Begin SOURCE EXCERPT
Royal Dutch Shell plc announced Monday that it was disappointed with the results from an exploratory well in Alaska’s Chukchi Sea, and was abandoning further activity in the Alaskan Arctic “for the foreseeable future.”

Shell said it drilled its Burger J well to a total depth of 6,800 feet, at a location in the Chukchi about 150 miles from Barrow, AK, and in about 150 feet of water. The super major said it found traces of oil and natural gas, but they were not sufficient enough to warrant further exploration in the Burger Prospect. The well will be sealed and abandoned.

Despite seven years of efforts to drill in the Arctic offshore, the company said its decision to cease further activity there “reflects both the Burger J well result, the high costs associated with the project, and the challenging and unpredictable federal regulatory environment in offshore Alaska.”

According to Shell, it is in the process of demobilizing equipment and its employees from the Chukchi region. The company said it expects to take a financial hit from the news, and will provide an update when it releases its 3Q2015 results. It said the balance sheet carrying value for its position in Alaska is approximately $3 billion, and it has an additional $1.1 billion committed to future contracts.
End SOURCE EXCERPT
Begin ENTRIES SUPPLIED
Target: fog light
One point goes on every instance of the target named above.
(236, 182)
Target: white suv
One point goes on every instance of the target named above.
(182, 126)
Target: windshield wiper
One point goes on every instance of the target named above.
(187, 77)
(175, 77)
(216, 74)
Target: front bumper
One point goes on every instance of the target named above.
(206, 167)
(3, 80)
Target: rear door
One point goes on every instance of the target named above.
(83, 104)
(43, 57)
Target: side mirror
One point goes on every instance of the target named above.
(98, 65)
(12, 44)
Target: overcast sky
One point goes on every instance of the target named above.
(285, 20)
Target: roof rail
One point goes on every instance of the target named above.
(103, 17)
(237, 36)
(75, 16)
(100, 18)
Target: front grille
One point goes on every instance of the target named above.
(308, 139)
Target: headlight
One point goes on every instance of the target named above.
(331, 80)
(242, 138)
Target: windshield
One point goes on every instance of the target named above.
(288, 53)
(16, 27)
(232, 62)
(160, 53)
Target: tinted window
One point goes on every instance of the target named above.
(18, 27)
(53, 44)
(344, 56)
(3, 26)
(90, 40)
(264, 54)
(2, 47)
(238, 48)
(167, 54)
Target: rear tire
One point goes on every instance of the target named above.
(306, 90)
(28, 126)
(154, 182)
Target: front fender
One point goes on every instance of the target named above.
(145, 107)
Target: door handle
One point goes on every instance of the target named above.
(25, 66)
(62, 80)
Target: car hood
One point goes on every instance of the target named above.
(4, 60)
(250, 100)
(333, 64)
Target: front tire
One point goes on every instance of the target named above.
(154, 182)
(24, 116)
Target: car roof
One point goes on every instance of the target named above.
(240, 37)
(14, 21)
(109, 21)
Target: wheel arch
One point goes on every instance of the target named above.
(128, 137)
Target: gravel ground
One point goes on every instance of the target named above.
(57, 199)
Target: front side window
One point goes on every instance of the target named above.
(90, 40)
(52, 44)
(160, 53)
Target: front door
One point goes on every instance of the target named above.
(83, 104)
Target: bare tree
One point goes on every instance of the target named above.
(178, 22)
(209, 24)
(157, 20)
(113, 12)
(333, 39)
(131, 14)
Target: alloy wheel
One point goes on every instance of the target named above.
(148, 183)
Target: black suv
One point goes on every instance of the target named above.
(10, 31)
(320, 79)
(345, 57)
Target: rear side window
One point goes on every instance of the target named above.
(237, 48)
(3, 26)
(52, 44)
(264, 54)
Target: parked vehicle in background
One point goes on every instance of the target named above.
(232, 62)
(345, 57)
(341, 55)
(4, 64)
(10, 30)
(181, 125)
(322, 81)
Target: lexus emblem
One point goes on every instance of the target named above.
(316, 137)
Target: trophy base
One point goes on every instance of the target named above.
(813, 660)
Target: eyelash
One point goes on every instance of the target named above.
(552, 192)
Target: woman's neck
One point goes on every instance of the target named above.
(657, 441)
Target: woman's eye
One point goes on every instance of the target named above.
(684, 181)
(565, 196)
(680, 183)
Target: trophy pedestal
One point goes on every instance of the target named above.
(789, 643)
End ENTRIES SUPPLIED
▶ [TASK INSTRUCTIONS]
A: Translate this sentence from the Shell Arctic article into Spanish: "The well will be sealed and abandoned."
B: According to the Shell Arctic article, to what total depth was the Burger J well drilled?
The lines here come from a different source than the article on Shell's Arctic drilling.

▶ [ANSWER LIST]
A: El pozo será sellado y abandonado.

B: 6,800 feet.